## Task statement
Return the lines from the line containing "Target: riverbank vegetation" onward. Each must match exactly, and the last line of the listing below must be included.

## Records for processing
▼

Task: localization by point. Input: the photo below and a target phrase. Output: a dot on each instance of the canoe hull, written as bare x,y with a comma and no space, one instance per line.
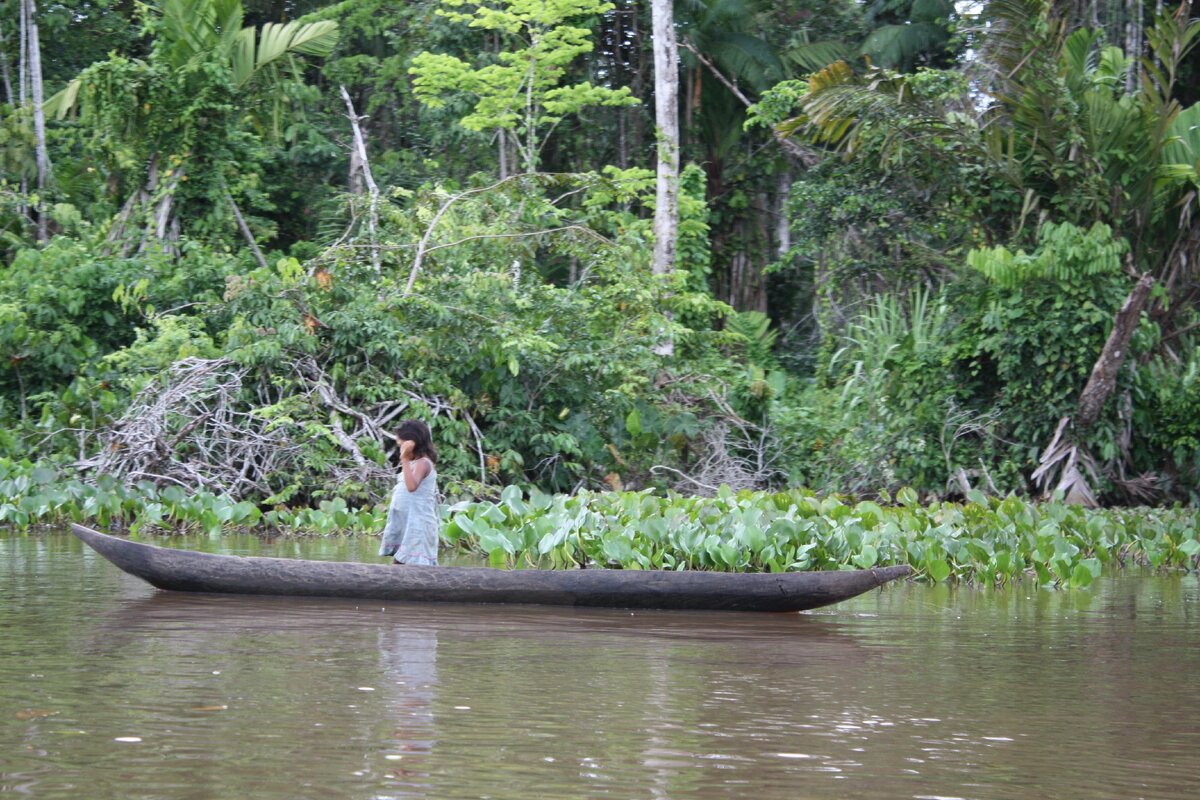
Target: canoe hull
191,571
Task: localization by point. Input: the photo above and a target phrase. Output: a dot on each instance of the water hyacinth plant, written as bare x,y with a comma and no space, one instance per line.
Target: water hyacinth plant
984,540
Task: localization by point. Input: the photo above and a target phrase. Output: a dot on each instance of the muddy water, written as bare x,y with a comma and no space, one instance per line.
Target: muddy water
109,689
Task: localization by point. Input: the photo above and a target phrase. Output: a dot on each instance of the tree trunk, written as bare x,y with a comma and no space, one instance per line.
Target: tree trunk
43,156
1108,365
23,56
666,115
246,232
4,70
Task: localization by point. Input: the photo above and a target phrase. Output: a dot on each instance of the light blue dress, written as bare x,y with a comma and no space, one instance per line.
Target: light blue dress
411,535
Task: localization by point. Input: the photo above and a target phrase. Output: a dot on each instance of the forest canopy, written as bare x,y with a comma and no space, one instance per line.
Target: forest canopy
915,244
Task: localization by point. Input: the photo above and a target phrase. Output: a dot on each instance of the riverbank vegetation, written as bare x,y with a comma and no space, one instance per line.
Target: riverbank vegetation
982,540
915,251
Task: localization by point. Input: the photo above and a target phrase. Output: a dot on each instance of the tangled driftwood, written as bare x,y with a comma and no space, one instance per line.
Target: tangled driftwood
192,428
209,423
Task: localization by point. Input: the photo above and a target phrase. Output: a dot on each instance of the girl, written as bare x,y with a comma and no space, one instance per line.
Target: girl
411,535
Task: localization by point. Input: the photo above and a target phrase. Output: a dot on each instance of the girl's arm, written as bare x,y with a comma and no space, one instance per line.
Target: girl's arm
415,470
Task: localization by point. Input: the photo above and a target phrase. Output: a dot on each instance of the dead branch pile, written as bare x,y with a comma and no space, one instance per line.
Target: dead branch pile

▲

## Exercise answer
Target: riverbank vegetation
982,540
915,251
Task: localization by point. Input: the photo above and a target phrase. Output: a dot on each instance of the tangled driftwood, written as bare x,y with a comma and no space, one instance per line.
Target: tangled driftwood
192,428
209,423
Task: localization by point. Input: the photo above and a target phrase. Output: a dot on each instance of the girl, written as bare x,y with a comma and no space, one instance per line.
Target: girl
411,535
Task: localization by point. Input: the photo above and a target phrase. Output: a dot on each instance of the girl's arm, written as bare x,y with a comma and no space, one instance per line.
Target: girl's arm
415,470
Task: localization by point. Input: the photo above and a target phrase. Output: a dot on each instance of the dead branch pile, written as bare x,y with a comma and no space, one instance per line.
Target: dead branch pile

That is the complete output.